*Source extract*:
---------------

James Booker :: The Lost Paramount Tapes (1973)

jamesbooker

One night in 1973, pianist James Booker and his band, freshly seasoned from recent shows at the nearby club Dirty Pierre’s, sauntered into Paramount Recording Studios in Hollywood. It was late at night, maybe 10:30 or 11, and the plan was loose. Booker sat down at a spinet tack piano, and his group of Dr. John associates–bassist Dave Johnson, drummer John Boudreaux, saxophonist David Lastie, guitarist Alvin “Shine” Robinson, and percussionists Richard “Didimus” Washington and Jesse “Ooh Poo Pa Doo” Hill– proceeded to cut a record.

As the story so often goes, the tapes got shopped around to labels, each one passing on them, and a reference copy wound up shelved somewhere to be mostly forgotten. Booker went on to find appreciative audiences in Europe, where he was hailed as an American treasure, “the Black Liberace,” or as Dr. John called him, “the best black, gay, one-eyed junkie piano genius New Orleans has ever produced,” all the while struggling with substance abuse, which eventually resulted in his passing in 1983.

---------------

*Raw records*:

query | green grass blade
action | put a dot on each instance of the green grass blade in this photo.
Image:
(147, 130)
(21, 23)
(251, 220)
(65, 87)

---------------

*Actions to take*:
1. Add 59 to each coordinate in the answers of the records, then write out every line of the records again, requests included.
2. Extend the passage on James Booker's lost Paramount session, starting right after its final sentence.
The James Booker passage and the records come from separate, unrelated sources.

*Task answers*:
1.
query | green grass blade
action | put a dot on each instance of the green grass blade in this photo.
Image:
(206, 189)
(80, 82)
(310, 279)
(124, 146)

2.
But good sounds have a hard time staying a secret forever. This August, General General and Vinyl Me Please is set to reissue the wild recordings Booker and co. laid down that night, 45 years after the fact. The album follows a CD edition of the tapes released by DJM in the ’90s, but the new version comes with expanded liner notes by Lily Keber, director of the essential Booker documentary Bayou Maharajah, and decked out with a new cover, featuring a photo snapped by Ginny Winn, one of the rare photos featuring a two-eyed Booker. The music here provides a startlingly electric taste of what led Allen Toussaint to call Booker “an extraordinary musician, both soul-wise and groove-wise.”

Despite the nonchalant nature of the sessions, all of which were cut live save for a few organ overdubs, the resulting album nonetheless displays Booker’s intricate, but always funky, prowess.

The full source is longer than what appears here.